#### Work item:
Exact copies of the records below are needed, free of pictures.

#### Given data:
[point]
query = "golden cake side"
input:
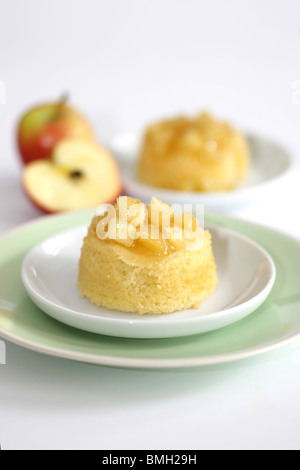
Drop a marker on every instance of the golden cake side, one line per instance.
(116, 277)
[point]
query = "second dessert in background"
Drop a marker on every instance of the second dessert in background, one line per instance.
(201, 154)
(145, 259)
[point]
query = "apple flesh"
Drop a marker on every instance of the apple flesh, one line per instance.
(80, 175)
(42, 127)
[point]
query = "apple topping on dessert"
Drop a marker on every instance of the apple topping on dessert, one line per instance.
(81, 174)
(151, 229)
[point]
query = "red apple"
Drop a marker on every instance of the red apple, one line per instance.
(80, 175)
(42, 127)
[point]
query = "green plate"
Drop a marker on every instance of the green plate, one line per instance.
(274, 324)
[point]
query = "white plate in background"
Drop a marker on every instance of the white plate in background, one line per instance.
(270, 162)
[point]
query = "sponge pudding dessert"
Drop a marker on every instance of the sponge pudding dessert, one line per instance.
(200, 154)
(145, 259)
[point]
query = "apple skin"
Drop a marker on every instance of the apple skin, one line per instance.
(42, 127)
(102, 183)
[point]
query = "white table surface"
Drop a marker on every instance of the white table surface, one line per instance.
(126, 63)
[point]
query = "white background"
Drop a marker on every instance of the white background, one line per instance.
(126, 62)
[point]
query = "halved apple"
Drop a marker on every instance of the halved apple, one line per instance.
(81, 174)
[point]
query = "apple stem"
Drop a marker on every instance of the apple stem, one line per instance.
(62, 103)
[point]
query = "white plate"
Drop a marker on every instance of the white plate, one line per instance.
(246, 275)
(269, 163)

#### Solution to this problem:
[point]
query = "golden cake side"
input:
Drop a marker on every instance of the golden cake side, one line per instance.
(116, 277)
[point]
query = "second dessert in background"
Drop a marker on every instance of the second dessert in background, one line per instance.
(201, 154)
(145, 259)
[point]
query = "apple flesh"
Drop a marker on every instance of the apple flesh, one line per instance.
(80, 175)
(42, 127)
[point]
query = "apple topping on dessert"
Drop a marker on every instance of the apple topping on dessert, one line per instance.
(81, 174)
(151, 229)
[point]
query = "red apple"
Drop a marker on every instance of the red apple, one line per instance.
(80, 175)
(42, 127)
[point]
query = "green plate"
Drop a marker on every instance of the green plate, one line per instance.
(274, 324)
[point]
query = "white plate in background"
Drop a marker on every instance of the white plate in background, one line per instance.
(270, 162)
[point]
query = "sponge pudding dessert"
Drop a marker on every instance of the sponge pudding dessert, one line per instance.
(200, 154)
(145, 259)
[point]
query = "apple skin"
Drop a marker on every instance of the apple skin, one line per instance.
(42, 127)
(102, 183)
[point]
query = "white table surface"
Drop a marker on every instance of the white table surface, one line per instance.
(126, 63)
[point]
query = "white background"
Drop a marker on every instance of the white background, one line per instance.
(126, 62)
[point]
query = "halved apple"
Drop a marker on every instance of the halved apple, one line per instance.
(81, 174)
[point]
query = "apple stem"
Drop a marker on every instance of the apple stem, one line per instance.
(62, 103)
[point]
query = "white plate"
Drop a marker on every instance of the white plate, one line per instance.
(246, 275)
(269, 163)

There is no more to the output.